SOURCE EXTRACT —
What we have to acknowledge, and the Americans do not, is the policy consideration now embodied in the Council of Europe’s declaration 1165 of 1998 that no one Convention right takes automatic precedence over any other. Such rights are not to be ranked in what they called “any hierarchical order” but are to be regarded as of equal value. Whether that is a good or bad ordering of priorities is not for me to say. It is simply the framework within which we all have to operate, at least for the time being, and that was confirmed, specifically in the context of privacy and the press, by the House of Lords in [Naomi] Campbell v MGN Ltd [2004] 2 AC 457.

Of course, Justice Eady is a hate figure in the British tabloids (particularly for Paul Dacre, editor of the Daily Mail), in large part thanks to his ruling in Mosley v News Group Newsapers Ltd [2008] EWHC 1777. He is seen to be providing privacy protection to those who are less deserving–celebrities–over those who are more deserving, Joe and Josephine Average. In this context, it’s worth reading the piece on Campbell Justice Eady linked to above (an article originally published in the Guardian), for it evinces the shift towards the Roman position–enhanced protection for the Great and the Good–very clearly:

It is interesting that in cases concerned purely with human rights and not celebrity, such as Wainwright [where the visiting family of a prison inmate complained that their privacy had been invaded during a strip search], or Peck v United Kingdom – where CCTV footage of a man attempting to commit suicide was used without his permission – the courts did not see fit to acknowledge the right to respect for personal and private life accorded by Article 8 of the European Convention. It has taken two of the biggest celebrity trials to bring the judiciary round to the idea that privacy needs protecting. It is disappointing that a fundamental right has effectively been bought by those less deserving of its protection.

RECORD EXCERPTS —
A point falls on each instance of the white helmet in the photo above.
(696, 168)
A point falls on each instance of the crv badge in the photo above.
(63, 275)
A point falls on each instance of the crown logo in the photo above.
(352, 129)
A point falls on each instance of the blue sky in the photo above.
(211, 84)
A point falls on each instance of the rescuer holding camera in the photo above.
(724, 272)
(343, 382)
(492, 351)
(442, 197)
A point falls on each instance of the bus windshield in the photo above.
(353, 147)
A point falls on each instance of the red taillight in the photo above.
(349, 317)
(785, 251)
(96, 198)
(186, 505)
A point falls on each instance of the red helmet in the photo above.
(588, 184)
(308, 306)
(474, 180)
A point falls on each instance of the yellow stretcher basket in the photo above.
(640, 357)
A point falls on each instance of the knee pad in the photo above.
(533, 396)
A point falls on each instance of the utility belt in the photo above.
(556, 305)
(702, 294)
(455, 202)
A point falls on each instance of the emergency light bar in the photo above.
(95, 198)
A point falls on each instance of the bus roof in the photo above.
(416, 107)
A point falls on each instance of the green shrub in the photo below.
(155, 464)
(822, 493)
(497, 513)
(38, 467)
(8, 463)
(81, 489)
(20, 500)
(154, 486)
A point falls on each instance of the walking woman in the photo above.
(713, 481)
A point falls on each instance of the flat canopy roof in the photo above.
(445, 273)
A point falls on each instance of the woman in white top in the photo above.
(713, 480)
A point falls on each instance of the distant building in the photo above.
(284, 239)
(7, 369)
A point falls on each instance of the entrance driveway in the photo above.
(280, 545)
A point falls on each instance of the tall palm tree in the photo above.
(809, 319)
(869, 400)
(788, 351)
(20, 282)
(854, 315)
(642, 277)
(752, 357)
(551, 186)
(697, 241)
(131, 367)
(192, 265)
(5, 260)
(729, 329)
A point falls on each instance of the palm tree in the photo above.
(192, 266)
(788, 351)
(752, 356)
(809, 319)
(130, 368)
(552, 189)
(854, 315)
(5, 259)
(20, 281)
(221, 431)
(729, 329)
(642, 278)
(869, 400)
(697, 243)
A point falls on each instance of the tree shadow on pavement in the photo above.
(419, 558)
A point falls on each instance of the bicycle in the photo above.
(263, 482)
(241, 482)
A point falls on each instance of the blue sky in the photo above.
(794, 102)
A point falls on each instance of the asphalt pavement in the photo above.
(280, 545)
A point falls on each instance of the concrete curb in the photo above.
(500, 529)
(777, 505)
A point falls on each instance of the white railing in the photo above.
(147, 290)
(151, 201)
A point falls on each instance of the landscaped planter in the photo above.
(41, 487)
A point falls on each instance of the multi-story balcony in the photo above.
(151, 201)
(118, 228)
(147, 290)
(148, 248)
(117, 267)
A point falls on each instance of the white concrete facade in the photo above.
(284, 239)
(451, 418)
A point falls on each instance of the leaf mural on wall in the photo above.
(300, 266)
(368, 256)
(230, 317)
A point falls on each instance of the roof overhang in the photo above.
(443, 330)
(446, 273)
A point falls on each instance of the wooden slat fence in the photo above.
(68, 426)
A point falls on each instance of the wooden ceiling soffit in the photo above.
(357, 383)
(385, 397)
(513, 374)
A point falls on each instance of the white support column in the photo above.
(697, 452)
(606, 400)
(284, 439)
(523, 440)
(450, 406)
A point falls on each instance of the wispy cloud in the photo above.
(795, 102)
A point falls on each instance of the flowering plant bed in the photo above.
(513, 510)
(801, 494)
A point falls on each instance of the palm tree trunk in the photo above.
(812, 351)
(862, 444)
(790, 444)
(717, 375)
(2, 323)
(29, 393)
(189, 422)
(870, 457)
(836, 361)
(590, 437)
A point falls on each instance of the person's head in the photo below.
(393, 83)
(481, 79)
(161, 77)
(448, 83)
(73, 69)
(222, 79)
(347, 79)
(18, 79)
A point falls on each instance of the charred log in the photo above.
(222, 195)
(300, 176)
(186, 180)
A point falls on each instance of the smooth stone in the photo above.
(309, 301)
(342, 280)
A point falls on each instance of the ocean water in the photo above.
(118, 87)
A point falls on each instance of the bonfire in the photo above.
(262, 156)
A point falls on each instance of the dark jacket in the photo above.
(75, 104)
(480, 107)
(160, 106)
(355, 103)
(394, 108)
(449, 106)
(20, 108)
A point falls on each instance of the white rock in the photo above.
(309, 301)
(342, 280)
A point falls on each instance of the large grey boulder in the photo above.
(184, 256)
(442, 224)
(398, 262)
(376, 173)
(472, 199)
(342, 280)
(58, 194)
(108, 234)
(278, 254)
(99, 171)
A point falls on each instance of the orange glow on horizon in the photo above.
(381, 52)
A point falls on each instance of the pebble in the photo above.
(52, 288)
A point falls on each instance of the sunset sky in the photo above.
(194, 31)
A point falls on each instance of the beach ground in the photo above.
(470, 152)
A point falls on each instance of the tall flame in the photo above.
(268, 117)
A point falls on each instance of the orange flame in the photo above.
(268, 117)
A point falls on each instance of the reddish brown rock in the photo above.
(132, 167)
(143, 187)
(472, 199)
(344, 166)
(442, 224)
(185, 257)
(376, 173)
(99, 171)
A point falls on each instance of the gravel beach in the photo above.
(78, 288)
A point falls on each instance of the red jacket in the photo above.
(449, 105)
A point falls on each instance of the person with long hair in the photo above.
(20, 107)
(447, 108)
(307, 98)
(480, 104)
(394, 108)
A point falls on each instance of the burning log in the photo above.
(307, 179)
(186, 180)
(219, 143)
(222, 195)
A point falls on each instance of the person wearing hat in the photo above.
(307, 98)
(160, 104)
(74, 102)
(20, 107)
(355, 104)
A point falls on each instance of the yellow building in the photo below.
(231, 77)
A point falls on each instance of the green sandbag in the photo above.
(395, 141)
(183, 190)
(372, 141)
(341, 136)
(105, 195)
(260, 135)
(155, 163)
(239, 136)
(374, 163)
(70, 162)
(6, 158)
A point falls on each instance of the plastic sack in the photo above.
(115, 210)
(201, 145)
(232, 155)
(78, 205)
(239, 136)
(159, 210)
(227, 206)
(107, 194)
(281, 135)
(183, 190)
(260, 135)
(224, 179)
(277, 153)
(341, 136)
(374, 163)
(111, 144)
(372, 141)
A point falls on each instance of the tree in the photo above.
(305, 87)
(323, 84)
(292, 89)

TO DO — Extend the passage on privacy rights and the British press, starting after its last sentence.

ANSWER FOR THIS EXERCISE —
The ‘balancing’ of the two Articles (whether the State is a party or not) is, of course, at the heart of both English and European jurisprudence on point, and not just when Eady J is on the bench, as Lord Hope’s statements in Campbell illustrate admirably:

The context for this exercise is provided by articles 8 and 10 of the Convention. The rights guaranteed by these articles are qualified rights. Article 8(1) protects the right to respect for private life, but recognition is given in article 8(2) to the protection of the rights and freedoms of others. Article 10(1) protects the right to freedom of expression, but article 10(2) recognises the need to protect the rights and freedoms of others. The effect of these provisions is that the right to privacy which lies at the heart of an action for breach of confidence has to be balanced against the right of the media to impart information to the public. And the right of the media to impart information to the public has to be balanced in its turn against the respect that must be given to private life.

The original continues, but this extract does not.